EXERCISE TASK A:
Which lines in the rows below contain the string "yellow"? Copy each of those lines, matching case exactly.

EXTRACT PROVIDED:
The ATE and the ATT may coincide in a randomized controlled trial (RCT) due to randomization, but will not generally coincide in an observational study because the exposed and unexposed groups will not be comparable, i.e. they do not have the same characteristics and covariate distributions18. In an RCT, in the case of a continuous outcome, the ATE and CATE and the ATT and CATT will both coincide, i.e., the difference in continuous outcome means across treatment groups is “collapsible”. However, when the outcome is binary, these estimands may not coincide due to non-collapsibility10. Table 1 provides an overview of the causal inference methods that we compare and are described below, including information on the target estimand of each approach (ATE or ATT; and CATE or CATT if covariate adjusted).
Implementation of causal inference methods in a survey study
We study the application of two categories of causal inference approaches: matching and weighting methods. Briefly, matching methods typically identify sets (or minimally, pairs) of exposed and unexposed individuals who have similar characteristics and use these individuals in the regression analysis. Weighting methods perform weighted regression analysis, where each observation is weighted according to its probability of being exposed. Notably, this is an analogue of survey regression which weights each observation according to its sampling probability into the study (survey weight). A challenge of applying both matching and weighting-based causal inference methods to a survey-sampled population is in using the survey weights, which we call “original survey weights” (OSW), to obtain causal effect estimates that are representative of the target population.

EXERCISE TASK B:
What two categories of causal inference approaches does the excerpt on causal inference methods say are studied?

DATASET ENTRIES:
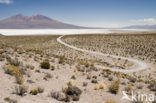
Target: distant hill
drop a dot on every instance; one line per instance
(141, 27)
(34, 22)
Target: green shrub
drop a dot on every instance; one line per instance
(110, 101)
(21, 90)
(14, 71)
(9, 100)
(114, 87)
(45, 64)
(34, 92)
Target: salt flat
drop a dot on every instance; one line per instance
(63, 31)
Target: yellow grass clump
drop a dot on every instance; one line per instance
(14, 71)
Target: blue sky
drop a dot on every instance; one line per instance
(93, 13)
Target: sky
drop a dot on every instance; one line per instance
(92, 13)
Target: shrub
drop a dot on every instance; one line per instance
(152, 86)
(85, 84)
(14, 71)
(45, 64)
(70, 82)
(9, 100)
(101, 86)
(75, 70)
(73, 77)
(128, 88)
(110, 101)
(61, 59)
(40, 90)
(96, 87)
(110, 78)
(72, 92)
(132, 79)
(47, 76)
(14, 61)
(94, 81)
(58, 96)
(52, 67)
(34, 91)
(21, 90)
(114, 87)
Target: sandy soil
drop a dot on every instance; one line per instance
(70, 67)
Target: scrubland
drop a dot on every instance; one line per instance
(38, 69)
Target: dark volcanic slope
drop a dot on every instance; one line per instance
(34, 22)
(141, 27)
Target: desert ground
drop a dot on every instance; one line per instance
(39, 69)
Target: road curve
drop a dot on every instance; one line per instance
(139, 65)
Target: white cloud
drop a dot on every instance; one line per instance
(147, 20)
(5, 1)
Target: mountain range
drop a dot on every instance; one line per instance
(141, 27)
(34, 22)
(42, 22)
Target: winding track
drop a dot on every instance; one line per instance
(139, 65)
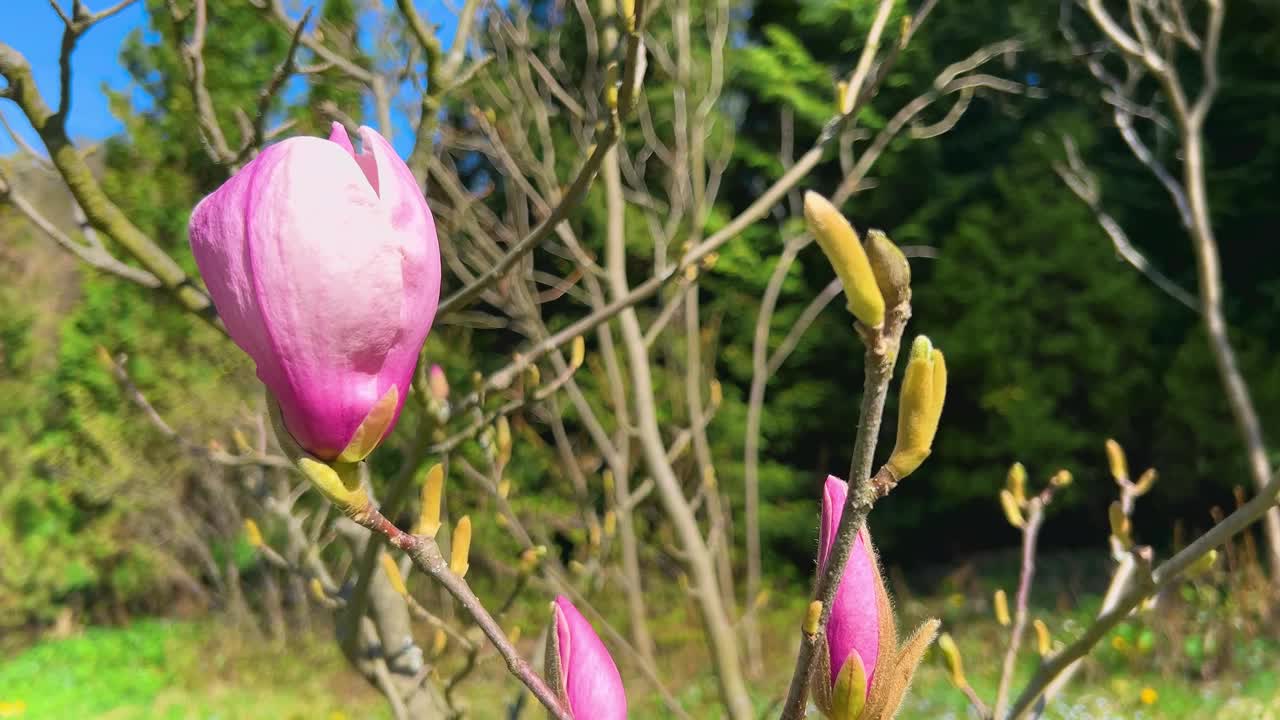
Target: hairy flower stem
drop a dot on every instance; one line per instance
(881, 358)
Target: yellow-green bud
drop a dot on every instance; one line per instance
(461, 547)
(1002, 607)
(1120, 527)
(433, 495)
(1016, 482)
(1013, 513)
(955, 666)
(848, 258)
(1043, 643)
(812, 616)
(890, 267)
(849, 695)
(252, 534)
(1144, 482)
(924, 388)
(1116, 460)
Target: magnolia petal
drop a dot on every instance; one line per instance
(589, 678)
(373, 429)
(854, 623)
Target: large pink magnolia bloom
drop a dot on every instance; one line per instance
(589, 678)
(324, 265)
(854, 625)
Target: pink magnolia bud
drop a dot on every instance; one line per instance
(854, 629)
(324, 267)
(580, 668)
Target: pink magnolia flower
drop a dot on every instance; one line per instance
(324, 265)
(854, 629)
(581, 668)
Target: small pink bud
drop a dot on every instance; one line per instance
(324, 267)
(581, 669)
(854, 625)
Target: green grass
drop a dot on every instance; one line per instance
(206, 670)
(178, 670)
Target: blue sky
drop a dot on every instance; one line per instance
(35, 30)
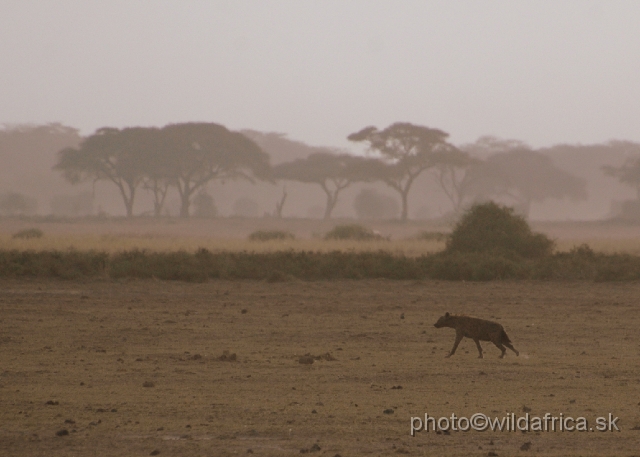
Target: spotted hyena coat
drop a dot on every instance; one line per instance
(478, 330)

COMPLETE OUTPUT A:
Target: yellow grass clump
Target: yellow-green bud

COMPLETE OUTPUT B:
Matching and weighting methods.